(Some records)
──────
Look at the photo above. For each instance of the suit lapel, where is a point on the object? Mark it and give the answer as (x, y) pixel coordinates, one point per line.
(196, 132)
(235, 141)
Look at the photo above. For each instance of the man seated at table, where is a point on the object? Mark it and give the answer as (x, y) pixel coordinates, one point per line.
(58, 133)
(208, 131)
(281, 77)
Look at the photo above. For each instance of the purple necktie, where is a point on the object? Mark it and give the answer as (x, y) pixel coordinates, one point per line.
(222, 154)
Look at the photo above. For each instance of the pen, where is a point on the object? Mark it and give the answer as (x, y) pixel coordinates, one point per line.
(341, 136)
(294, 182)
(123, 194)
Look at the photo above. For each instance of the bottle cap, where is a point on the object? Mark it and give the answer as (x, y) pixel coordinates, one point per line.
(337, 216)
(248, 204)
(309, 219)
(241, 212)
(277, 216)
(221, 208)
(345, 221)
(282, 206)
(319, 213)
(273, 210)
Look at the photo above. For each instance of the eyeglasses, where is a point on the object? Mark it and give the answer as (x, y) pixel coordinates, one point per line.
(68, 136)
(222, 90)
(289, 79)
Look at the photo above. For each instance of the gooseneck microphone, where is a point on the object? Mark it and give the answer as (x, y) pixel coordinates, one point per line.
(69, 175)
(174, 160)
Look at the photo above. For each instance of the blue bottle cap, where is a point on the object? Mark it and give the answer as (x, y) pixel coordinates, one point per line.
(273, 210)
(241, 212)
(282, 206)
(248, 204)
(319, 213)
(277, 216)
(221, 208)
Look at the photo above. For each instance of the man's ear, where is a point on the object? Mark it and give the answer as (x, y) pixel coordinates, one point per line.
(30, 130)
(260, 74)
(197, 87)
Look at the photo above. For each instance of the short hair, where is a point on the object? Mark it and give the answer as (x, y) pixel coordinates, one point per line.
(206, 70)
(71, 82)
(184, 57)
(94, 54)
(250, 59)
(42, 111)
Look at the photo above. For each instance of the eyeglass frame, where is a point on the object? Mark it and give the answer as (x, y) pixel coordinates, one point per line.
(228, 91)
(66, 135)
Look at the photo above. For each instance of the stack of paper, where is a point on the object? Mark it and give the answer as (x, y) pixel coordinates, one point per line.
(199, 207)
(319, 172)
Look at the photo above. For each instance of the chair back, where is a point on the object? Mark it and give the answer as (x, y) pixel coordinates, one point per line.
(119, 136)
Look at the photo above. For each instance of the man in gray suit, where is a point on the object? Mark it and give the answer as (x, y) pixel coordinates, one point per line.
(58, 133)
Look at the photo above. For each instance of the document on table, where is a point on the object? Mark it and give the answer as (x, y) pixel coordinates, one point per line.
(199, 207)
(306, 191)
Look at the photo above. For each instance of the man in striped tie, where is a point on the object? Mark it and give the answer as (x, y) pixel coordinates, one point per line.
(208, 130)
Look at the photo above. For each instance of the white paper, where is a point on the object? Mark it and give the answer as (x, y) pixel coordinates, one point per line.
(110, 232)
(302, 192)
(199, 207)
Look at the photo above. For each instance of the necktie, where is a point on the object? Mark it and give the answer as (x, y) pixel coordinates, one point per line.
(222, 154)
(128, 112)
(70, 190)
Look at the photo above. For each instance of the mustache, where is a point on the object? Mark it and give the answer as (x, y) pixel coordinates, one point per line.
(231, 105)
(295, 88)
──────
Each entry must be reproduced verbatim.

■ **Solved exercise**
Look at the photo above. For each instance of the suit lapel, where is a point on the object? Mark it and give the answer as (x, y) pixel coordinates, one point per line.
(196, 132)
(235, 141)
Look at the photo above. For each instance of the man seated at table, where is a point on the object? Mark it and give the answer as (x, y) pixel coordinates, one point per line.
(58, 133)
(208, 131)
(281, 77)
Look at the photo above. For each instance of the purple necktie, where is a point on the object? Mark it and give the answer as (x, y) pixel coordinates, one point per line.
(222, 154)
Look at the photo above. For each instance of the pen, where is a point on the object? Mark it and give the answer as (x, y) pixel coordinates, one point per line.
(341, 136)
(294, 182)
(123, 194)
Look at the photo above. For each instance of the bottle cap, where is a point on the object? Mark it and give the answer as (x, y) pixel coordinates, one point per line.
(337, 216)
(248, 204)
(309, 219)
(241, 212)
(277, 216)
(221, 208)
(345, 221)
(282, 206)
(319, 213)
(273, 210)
Look at the photo above. For each instance of the eyeglasses, where is a point on the object? Mark it and give the answer as (x, y) pixel coordinates, one point per line.
(68, 136)
(222, 90)
(289, 79)
Look at the photo above. For each instance of the gooseneck microphone, where is a point on the object? Mark it and give the answer as (x, y) pixel coordinates, one point per line.
(69, 175)
(174, 160)
Look at the photo above. For each instance of the blue bottle cap, where is a point on the object? Mark it and give the answer as (x, y) pixel coordinates, one point per line.
(273, 210)
(241, 212)
(282, 206)
(248, 204)
(319, 213)
(277, 216)
(221, 208)
Look at the photo above. For each instance of the man's ear, where is a point on the object? Mark it and give the answer as (x, y) pixel coordinates, one point per line.
(30, 130)
(260, 74)
(197, 87)
Look at the photo above. For each instance of the short hair, where is a point on the object? Mark it and give the answer as (x, y) pixel coordinates, one point per line.
(206, 70)
(71, 82)
(184, 57)
(94, 54)
(250, 59)
(42, 111)
Look at the photo above. For each instance of the eyeglass frame, where is a point on the object? Mark it and give the answer as (x, y) pixel coordinates, one point per line.
(228, 91)
(66, 135)
Look at the photo above. For each instance of the stack of paper, where is a point on the object? Mark it and give the answer as (x, y) pixel coordinates, one point per line.
(199, 207)
(319, 172)
Look at the photo above. For each instance of the chair back, where is a point on the object? Mark it and give the answer as (x, y) pixel coordinates, one point per line.
(119, 136)
Look at the photo above. For each instance of the man in gray suit, where is a point on the object? Mark it and give the answer as (x, y) pixel coordinates, one point per line.
(58, 133)
Look at the photo above. For each instance of the document on table, where is a point on the object? Mark it and give the answer as (x, y) pixel coordinates, one point per line.
(199, 207)
(306, 191)
Look at the photo above. For each instance of the man in striped tie, where is a point on the object? Mark it and give the answer as (x, y) pixel coordinates, one point per line.
(208, 130)
Look at the photo above. For each instance of the white paper, where is a point on the object? Mark it and give the answer as (x, y) pixel coordinates, one point per line.
(110, 232)
(302, 192)
(199, 207)
Look at the photo above. For each instance of the necktie, where is a point on the object? Mark it and give the answer as (x, y) pixel coordinates, one point per line.
(222, 154)
(128, 112)
(70, 190)
Look at the photo above. For each instance of the mustache, where is a point on the object? Mark it and give the answer as (x, y) pixel coordinates, one point per line.
(231, 105)
(295, 88)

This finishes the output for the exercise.